# AVAILABLE DATA
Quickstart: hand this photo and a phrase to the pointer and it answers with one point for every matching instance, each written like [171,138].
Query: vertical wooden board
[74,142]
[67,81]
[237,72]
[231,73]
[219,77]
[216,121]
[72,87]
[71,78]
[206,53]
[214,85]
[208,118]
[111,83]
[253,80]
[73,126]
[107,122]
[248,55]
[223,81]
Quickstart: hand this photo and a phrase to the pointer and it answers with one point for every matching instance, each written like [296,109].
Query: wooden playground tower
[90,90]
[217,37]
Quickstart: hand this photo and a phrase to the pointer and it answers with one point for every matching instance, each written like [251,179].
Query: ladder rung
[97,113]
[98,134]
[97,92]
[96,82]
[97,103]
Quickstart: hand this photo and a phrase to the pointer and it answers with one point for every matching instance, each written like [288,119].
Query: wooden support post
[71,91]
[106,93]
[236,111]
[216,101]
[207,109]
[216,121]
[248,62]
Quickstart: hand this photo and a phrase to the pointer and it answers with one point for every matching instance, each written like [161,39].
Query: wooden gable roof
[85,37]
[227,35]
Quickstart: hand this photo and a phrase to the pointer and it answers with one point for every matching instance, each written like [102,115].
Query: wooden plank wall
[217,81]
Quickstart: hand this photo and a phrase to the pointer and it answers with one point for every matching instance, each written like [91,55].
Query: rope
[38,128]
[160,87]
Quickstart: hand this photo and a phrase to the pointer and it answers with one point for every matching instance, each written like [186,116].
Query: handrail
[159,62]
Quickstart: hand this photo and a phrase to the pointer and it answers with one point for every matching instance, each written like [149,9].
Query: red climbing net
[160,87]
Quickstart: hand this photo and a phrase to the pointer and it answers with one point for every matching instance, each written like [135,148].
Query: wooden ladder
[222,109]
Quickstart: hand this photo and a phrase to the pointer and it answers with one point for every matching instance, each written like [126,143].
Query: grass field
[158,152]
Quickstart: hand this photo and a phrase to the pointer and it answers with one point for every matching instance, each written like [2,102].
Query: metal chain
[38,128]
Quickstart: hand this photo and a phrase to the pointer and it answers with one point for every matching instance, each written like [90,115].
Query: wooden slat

# GIVEN PROBLEM
Turn every line of the items above into a Markdown table with two columns, Row and Line. Number each row and leave out any blank lines.

# IN RESPONSE
| Row | Line |
|---|---|
| 1 | Quickstart: hand this photo and a phrase to the pointer and it answers with one point for every matching instance, each written like [171,138]. |
| 2 | Query: vertical wooden board |
| 3 | [74,142] |
| 4 | [67,81] |
| 5 | [237,72] |
| 6 | [231,73] |
| 7 | [219,77] |
| 8 | [216,121] |
| 9 | [72,87] |
| 10 | [71,78] |
| 11 | [206,53] |
| 12 | [214,85] |
| 13 | [208,118] |
| 14 | [111,83] |
| 15 | [253,80] |
| 16 | [73,126] |
| 17 | [107,122] |
| 18 | [248,55] |
| 19 | [223,81] |
| 20 | Quickstart: hand this photo and a phrase to the pointer and it answers with one point for every matching instance, each written like [296,109]. |
| 21 | Query: wooden playground tower |
| 22 | [90,90] |
| 23 | [217,37] |
| 24 | Quickstart: hand this photo and a phrase to the pointer and it answers with one point for every matching instance, each written like [251,179]. |
| 25 | Query: ladder rung |
| 26 | [97,113] |
| 27 | [98,134] |
| 28 | [97,92] |
| 29 | [96,82] |
| 30 | [97,103] |
| 31 | Quickstart: hand this photo and a phrase to the pointer and it answers with one point for every matching instance, each written like [288,119]. |
| 32 | Query: wooden support post |
| 33 | [71,91] |
| 34 | [106,93] |
| 35 | [236,111] |
| 36 | [216,101] |
| 37 | [207,109] |
| 38 | [216,121] |
| 39 | [248,62] |
| 40 | Quickstart: hand this photo and a phrase to the pointer and it answers with one point for every matching instance, each written like [161,39]. |
| 41 | Query: wooden gable roof |
| 42 | [85,37] |
| 43 | [227,35] |
| 44 | Quickstart: hand this photo and a phrase to the pointer and it answers with one point for every matching instance, each written like [102,115]. |
| 45 | Query: wooden plank wall |
| 46 | [217,81] |
| 47 | Quickstart: hand this photo and a phrase to the pointer and it answers with one point for every matching instance, each written like [91,55]. |
| 48 | Query: rope |
| 49 | [38,128] |
| 50 | [160,87] |
| 51 | Quickstart: hand this photo and a phrase to the pointer and it answers with one point for every matching instance, each written like [186,116]. |
| 52 | Query: handrail |
| 53 | [159,62] |
| 54 | Quickstart: hand this photo and a phrase to the pointer and it answers with one point for every matching instance, each written like [149,9]. |
| 55 | Query: red climbing net |
| 56 | [160,87] |
| 57 | Quickstart: hand this photo and a phrase to the pointer and it answers with one point for every matching instance, each written like [135,148]. |
| 58 | Query: wooden ladder |
| 59 | [222,109] |
| 60 | Quickstart: hand this photo and a phrase to the pointer and it answers with one point for every matching instance, each written like [126,143]. |
| 61 | Query: grass field |
| 62 | [158,152] |
| 63 | Quickstart: hand this photo and a phrase to the pointer and it answers with one point for every matching instance, each written like [2,102]. |
| 64 | Query: metal chain |
| 65 | [38,128] |
| 66 | Quickstart: hand this photo and a phrase to the pointer and it answers with one point for every matching instance, each written like [90,115]. |
| 67 | Query: wooden slat |